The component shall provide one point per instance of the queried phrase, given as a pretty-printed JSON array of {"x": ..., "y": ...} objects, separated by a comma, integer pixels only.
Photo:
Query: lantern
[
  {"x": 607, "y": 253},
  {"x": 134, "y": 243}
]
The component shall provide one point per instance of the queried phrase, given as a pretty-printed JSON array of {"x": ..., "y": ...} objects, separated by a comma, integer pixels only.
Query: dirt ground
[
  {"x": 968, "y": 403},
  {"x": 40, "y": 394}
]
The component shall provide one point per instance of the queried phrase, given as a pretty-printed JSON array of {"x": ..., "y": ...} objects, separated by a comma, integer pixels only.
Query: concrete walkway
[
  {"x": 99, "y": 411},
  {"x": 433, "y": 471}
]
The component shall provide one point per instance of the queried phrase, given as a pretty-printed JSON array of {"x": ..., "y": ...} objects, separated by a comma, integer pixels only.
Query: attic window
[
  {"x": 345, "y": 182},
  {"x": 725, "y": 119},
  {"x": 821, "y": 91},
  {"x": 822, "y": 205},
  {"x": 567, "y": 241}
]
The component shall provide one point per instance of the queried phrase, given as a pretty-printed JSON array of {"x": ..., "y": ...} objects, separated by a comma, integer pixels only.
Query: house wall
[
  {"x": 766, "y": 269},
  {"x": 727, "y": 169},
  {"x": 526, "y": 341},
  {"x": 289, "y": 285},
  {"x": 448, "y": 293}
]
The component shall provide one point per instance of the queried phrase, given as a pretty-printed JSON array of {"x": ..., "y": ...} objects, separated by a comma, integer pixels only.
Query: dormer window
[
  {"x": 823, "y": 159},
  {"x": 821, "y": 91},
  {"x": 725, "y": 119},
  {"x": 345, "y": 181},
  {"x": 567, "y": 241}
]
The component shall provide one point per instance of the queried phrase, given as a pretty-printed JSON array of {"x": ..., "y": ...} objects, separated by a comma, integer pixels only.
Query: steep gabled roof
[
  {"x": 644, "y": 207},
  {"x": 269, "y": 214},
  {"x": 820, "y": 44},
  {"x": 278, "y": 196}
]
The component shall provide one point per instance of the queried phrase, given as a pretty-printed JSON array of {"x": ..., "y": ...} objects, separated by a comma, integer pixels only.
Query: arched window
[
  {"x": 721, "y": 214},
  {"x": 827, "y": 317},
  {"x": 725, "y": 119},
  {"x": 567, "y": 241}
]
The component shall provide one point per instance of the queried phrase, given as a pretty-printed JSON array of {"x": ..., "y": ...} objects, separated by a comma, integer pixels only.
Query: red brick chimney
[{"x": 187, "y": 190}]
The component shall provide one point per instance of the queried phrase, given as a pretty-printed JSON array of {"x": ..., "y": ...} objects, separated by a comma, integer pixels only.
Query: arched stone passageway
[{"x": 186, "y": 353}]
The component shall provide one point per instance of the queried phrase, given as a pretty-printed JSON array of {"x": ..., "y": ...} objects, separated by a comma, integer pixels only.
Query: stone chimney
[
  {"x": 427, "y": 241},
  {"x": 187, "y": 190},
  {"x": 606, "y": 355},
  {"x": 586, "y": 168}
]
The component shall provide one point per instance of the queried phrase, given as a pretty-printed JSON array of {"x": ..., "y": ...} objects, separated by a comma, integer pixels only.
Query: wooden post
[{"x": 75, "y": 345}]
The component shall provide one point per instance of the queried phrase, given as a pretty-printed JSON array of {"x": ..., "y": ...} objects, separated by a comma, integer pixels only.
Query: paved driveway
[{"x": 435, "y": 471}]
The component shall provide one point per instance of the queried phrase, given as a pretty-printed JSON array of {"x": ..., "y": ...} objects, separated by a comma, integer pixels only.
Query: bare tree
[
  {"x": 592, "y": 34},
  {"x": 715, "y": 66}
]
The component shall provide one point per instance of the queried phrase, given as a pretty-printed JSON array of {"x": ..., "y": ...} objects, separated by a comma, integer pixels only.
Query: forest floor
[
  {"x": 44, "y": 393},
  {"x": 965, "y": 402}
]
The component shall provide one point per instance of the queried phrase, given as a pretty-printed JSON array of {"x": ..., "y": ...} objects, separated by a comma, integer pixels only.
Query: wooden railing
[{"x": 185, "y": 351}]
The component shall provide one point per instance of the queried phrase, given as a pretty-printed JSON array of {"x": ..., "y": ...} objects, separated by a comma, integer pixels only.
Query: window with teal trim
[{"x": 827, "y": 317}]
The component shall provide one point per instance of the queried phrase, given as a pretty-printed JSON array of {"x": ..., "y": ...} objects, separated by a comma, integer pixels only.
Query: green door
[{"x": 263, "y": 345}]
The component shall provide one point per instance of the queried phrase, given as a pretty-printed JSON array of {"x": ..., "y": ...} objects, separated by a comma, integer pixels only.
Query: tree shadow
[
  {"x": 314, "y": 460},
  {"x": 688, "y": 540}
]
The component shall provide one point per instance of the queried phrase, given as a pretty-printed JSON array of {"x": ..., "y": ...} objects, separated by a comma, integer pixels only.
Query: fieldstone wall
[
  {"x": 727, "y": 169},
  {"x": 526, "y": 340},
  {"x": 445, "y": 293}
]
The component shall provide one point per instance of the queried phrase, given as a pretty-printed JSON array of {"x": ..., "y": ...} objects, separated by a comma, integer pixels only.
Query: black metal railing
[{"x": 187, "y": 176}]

════

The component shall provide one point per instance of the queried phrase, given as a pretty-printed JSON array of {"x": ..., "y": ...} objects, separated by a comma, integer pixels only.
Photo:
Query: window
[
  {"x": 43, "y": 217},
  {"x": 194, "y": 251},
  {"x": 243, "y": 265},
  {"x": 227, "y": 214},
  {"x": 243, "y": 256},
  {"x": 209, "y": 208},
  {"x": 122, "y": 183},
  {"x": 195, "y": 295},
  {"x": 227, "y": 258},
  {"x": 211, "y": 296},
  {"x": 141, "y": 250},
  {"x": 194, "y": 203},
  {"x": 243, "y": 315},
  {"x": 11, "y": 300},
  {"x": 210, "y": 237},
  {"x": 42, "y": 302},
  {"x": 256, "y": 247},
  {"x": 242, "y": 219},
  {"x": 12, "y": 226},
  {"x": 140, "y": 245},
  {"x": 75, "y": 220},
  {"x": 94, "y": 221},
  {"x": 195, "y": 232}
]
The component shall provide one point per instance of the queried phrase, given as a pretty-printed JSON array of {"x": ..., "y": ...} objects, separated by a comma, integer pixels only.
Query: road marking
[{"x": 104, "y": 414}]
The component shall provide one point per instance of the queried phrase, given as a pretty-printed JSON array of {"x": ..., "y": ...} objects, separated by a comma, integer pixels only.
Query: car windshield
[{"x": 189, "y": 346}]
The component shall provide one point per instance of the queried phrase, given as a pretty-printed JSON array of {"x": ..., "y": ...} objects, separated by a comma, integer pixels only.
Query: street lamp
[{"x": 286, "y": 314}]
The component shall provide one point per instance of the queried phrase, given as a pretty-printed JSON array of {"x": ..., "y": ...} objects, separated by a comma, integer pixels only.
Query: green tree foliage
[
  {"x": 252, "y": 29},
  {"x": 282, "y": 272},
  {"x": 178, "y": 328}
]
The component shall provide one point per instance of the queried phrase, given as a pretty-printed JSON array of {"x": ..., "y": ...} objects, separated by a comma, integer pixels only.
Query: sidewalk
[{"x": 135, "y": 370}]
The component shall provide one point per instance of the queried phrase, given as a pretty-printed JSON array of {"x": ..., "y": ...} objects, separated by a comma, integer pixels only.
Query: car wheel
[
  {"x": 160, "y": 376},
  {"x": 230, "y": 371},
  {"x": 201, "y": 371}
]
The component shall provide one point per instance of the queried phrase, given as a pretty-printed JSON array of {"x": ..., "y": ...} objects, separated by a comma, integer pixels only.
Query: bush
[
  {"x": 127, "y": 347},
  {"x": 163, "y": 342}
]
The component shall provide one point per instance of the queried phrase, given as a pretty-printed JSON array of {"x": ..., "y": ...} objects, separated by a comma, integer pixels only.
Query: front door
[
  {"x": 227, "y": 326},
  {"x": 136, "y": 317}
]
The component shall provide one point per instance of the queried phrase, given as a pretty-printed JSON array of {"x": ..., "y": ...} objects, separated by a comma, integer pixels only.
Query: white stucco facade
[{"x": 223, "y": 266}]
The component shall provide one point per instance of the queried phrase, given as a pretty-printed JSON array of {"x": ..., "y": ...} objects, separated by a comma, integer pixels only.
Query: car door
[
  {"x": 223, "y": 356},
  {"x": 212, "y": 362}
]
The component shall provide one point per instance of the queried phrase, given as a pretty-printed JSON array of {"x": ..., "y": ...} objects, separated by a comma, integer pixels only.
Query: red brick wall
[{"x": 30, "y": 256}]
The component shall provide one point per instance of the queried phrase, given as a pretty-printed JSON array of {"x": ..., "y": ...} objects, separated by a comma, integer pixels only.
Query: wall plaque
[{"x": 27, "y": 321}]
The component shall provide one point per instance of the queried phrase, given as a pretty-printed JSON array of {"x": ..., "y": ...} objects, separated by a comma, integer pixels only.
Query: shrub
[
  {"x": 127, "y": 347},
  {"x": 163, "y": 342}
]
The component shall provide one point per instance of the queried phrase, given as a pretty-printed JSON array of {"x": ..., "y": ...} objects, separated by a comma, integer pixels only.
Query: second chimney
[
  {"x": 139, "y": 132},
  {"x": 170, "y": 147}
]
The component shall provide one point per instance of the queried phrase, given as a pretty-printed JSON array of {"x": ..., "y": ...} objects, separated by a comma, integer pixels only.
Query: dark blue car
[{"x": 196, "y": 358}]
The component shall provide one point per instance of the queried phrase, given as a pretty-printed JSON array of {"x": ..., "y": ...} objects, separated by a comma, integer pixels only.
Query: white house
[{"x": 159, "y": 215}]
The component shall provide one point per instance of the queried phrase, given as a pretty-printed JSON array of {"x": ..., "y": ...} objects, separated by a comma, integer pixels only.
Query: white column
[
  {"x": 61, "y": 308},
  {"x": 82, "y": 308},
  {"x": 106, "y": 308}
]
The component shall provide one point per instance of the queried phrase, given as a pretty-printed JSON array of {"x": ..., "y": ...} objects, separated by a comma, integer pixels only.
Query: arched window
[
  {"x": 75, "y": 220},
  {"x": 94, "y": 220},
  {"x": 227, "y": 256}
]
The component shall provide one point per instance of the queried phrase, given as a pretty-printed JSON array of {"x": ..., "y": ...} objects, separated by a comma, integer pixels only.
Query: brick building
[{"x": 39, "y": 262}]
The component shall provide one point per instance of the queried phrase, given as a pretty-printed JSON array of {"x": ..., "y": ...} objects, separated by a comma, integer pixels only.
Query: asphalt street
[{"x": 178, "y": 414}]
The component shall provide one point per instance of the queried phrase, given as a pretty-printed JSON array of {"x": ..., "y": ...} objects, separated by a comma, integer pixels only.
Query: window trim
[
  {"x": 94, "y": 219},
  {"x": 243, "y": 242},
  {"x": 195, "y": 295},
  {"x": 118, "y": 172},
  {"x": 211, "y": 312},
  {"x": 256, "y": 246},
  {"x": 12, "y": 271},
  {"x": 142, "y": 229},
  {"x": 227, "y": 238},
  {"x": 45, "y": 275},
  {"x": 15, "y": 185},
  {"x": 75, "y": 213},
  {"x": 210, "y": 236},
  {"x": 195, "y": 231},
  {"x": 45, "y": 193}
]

════

*Exercise goal*
Find every line in the rows that contains the word "wall" and copy each one.

*Correct output*
Query: house wall
Query: fieldstone wall
Query: red brick wall
Query: wall plaque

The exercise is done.